Quote the entries that follow exactly, leaving none out.

[start Given information]

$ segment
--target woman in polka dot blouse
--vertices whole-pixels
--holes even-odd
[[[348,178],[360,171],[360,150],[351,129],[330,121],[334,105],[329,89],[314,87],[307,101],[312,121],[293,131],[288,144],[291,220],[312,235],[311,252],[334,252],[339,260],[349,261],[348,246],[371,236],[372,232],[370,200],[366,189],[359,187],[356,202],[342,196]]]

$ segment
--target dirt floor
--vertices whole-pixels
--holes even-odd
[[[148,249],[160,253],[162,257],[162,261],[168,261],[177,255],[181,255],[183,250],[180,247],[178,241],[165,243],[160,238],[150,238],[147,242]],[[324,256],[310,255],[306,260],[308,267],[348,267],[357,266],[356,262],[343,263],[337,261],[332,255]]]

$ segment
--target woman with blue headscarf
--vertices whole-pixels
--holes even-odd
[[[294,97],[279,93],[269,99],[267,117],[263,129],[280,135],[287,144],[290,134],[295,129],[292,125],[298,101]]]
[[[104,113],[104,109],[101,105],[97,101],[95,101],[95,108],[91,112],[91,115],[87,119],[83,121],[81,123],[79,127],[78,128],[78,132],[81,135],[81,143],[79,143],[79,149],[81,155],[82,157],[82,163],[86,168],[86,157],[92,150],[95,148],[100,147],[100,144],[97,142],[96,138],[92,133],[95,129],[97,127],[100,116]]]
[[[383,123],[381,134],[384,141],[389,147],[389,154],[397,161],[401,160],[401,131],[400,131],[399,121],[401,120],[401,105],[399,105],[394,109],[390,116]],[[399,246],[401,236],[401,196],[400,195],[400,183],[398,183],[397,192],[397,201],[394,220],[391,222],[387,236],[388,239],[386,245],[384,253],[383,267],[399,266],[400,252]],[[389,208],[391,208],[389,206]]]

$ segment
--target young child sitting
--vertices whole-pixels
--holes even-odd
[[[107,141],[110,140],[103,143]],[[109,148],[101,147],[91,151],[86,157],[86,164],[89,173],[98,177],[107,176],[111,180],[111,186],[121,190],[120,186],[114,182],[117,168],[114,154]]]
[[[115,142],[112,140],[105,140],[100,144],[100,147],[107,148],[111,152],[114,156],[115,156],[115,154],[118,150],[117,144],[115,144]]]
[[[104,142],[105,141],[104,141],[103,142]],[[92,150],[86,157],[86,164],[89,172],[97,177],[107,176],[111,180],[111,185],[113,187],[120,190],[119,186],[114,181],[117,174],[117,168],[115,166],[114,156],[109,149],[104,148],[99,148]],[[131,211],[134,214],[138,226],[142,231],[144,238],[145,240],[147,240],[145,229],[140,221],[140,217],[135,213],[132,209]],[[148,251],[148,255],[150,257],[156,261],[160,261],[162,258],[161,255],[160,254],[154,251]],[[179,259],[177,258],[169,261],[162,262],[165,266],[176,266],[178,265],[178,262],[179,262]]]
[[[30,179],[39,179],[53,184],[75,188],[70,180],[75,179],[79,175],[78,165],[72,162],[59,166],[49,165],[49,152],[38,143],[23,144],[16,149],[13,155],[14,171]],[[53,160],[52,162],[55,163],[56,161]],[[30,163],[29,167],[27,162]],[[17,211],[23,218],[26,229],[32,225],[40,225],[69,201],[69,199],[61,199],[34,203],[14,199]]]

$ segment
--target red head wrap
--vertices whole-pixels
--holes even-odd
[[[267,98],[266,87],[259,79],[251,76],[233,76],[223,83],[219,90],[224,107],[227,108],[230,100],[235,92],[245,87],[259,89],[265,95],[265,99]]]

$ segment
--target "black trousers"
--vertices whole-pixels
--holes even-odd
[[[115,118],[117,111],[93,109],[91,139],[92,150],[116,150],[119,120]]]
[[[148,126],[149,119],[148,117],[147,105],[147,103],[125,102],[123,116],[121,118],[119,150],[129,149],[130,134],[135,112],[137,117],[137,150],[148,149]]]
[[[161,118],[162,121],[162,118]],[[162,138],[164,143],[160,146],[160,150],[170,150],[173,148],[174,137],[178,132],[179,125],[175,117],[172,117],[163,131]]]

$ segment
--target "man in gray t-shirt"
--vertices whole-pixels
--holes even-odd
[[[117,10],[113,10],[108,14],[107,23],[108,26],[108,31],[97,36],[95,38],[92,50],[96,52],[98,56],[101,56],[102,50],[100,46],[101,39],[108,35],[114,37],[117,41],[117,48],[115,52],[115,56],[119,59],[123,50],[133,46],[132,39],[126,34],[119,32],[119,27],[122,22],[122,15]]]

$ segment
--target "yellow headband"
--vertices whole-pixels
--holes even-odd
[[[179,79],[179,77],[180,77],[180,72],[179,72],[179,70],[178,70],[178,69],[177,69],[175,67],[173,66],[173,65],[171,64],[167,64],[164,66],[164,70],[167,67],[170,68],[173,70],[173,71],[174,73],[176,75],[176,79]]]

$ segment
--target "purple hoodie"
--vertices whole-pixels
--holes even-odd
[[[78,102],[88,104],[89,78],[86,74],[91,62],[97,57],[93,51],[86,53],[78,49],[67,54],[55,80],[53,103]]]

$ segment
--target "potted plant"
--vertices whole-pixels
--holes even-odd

[end Given information]

• Answer to the task
$ segment
--target woman in polka dot blouse
--vertices whole-pixels
--holes even-odd
[[[348,178],[360,171],[360,150],[351,129],[330,121],[334,105],[329,89],[314,87],[307,101],[312,121],[293,131],[288,144],[291,220],[312,235],[311,252],[334,252],[339,260],[349,261],[348,246],[371,236],[372,232],[370,200],[366,189],[359,187],[356,202],[342,196]]]

$ segment
--target dirt floor
--vertices whole-pixels
--holes even-odd
[[[148,249],[160,253],[162,257],[162,261],[168,261],[177,255],[181,255],[183,250],[180,247],[178,241],[165,243],[160,238],[150,238],[147,242]],[[324,256],[310,255],[306,260],[308,267],[348,267],[357,266],[356,262],[343,263],[337,261],[332,255]]]

$ segment
--target woman with blue headscarf
--vertices whole-pixels
--holes even-odd
[[[294,97],[279,93],[269,99],[267,117],[263,129],[280,135],[287,144],[290,134],[295,129],[292,125],[298,101]]]
[[[104,113],[104,109],[101,105],[97,101],[95,101],[95,108],[91,112],[91,115],[87,119],[83,121],[81,123],[79,127],[78,128],[78,132],[81,135],[81,143],[79,143],[79,149],[81,155],[82,157],[82,163],[86,168],[86,157],[92,150],[95,148],[100,147],[100,144],[97,142],[96,138],[92,133],[95,129],[97,127],[100,116]]]
[[[383,123],[381,134],[384,141],[389,147],[389,154],[397,161],[401,160],[401,131],[400,131],[399,121],[401,120],[401,105],[399,105],[394,109],[390,116]],[[399,246],[401,236],[401,196],[400,195],[400,183],[398,183],[397,192],[397,201],[394,220],[391,222],[387,236],[388,239],[386,245],[384,253],[383,267],[399,266],[400,252]],[[389,208],[391,208],[389,206]]]

$ segment
--target young child sitting
--vertices whole-pixels
--holes even-odd
[[[107,141],[110,140],[103,143]],[[109,148],[101,147],[91,151],[86,157],[86,164],[89,173],[98,177],[107,176],[111,180],[111,186],[121,190],[120,186],[114,182],[117,168],[114,154]]]
[[[115,142],[112,140],[105,140],[100,144],[100,147],[107,148],[111,152],[114,156],[115,156],[115,154],[118,150],[117,144],[115,144]]]
[[[104,142],[105,141],[104,141],[103,142]],[[92,150],[86,157],[86,164],[89,172],[97,177],[107,176],[111,180],[111,185],[113,187],[120,190],[119,186],[114,181],[117,174],[117,168],[115,166],[114,156],[109,149],[104,148],[99,148]],[[131,211],[134,214],[138,226],[142,231],[144,238],[145,240],[147,240],[145,229],[140,221],[140,217],[135,213],[132,209]],[[148,251],[148,255],[150,257],[156,261],[160,261],[162,258],[161,255],[160,254],[154,251]],[[179,259],[177,258],[169,261],[162,262],[165,266],[176,266],[178,265],[178,262],[179,262]]]
[[[30,179],[39,179],[53,184],[75,188],[70,180],[75,179],[79,175],[78,165],[72,162],[59,166],[49,165],[49,152],[38,143],[23,144],[16,149],[13,155],[14,171]],[[53,160],[52,162],[55,163],[56,161]],[[30,163],[29,167],[27,162]],[[17,211],[23,218],[26,229],[32,225],[40,225],[69,201],[69,199],[61,199],[34,203],[14,199]]]

$ segment
--target red head wrap
--vertices whole-pixels
--holes even-odd
[[[267,98],[266,87],[259,79],[251,76],[233,76],[223,83],[219,90],[224,107],[227,108],[230,100],[235,92],[245,87],[259,89],[265,95],[265,99]]]

$ segment
--target "black trousers"
--vertices whole-pixels
--holes even-odd
[[[115,118],[117,111],[93,109],[91,139],[92,150],[116,150],[119,120]]]
[[[148,126],[149,119],[148,117],[147,105],[147,103],[125,102],[123,116],[121,118],[119,150],[129,149],[130,134],[135,112],[137,117],[137,150],[148,149]]]
[[[161,118],[162,121],[162,118]],[[162,138],[164,143],[160,146],[160,150],[170,150],[173,148],[174,137],[178,132],[179,125],[175,117],[172,117],[163,131]]]

$ segment
--target "man in gray t-shirt"
--vertices whole-pixels
--holes even-odd
[[[117,10],[113,10],[108,14],[107,23],[108,26],[108,31],[97,36],[95,38],[92,50],[96,52],[98,56],[101,56],[102,50],[100,46],[101,39],[108,35],[114,37],[117,41],[117,48],[115,52],[115,56],[119,59],[123,50],[133,46],[132,39],[126,34],[119,32],[119,27],[122,22],[122,15]]]

$ segment
--target "yellow headband"
--vertices whole-pixels
--holes even-odd
[[[179,79],[179,77],[180,77],[180,72],[179,72],[179,70],[178,70],[178,69],[177,69],[175,67],[173,66],[173,65],[171,64],[167,64],[164,66],[164,70],[167,67],[170,68],[173,70],[173,71],[174,73],[176,75],[176,79]]]

$ segment
--target "purple hoodie"
--vertices whole-pixels
--holes even-odd
[[[78,102],[88,104],[89,78],[86,74],[91,62],[97,57],[93,51],[86,53],[78,49],[67,54],[55,80],[53,103]]]

$ segment
--target "potted plant"
--vertices whole-pixels
--holes even-odd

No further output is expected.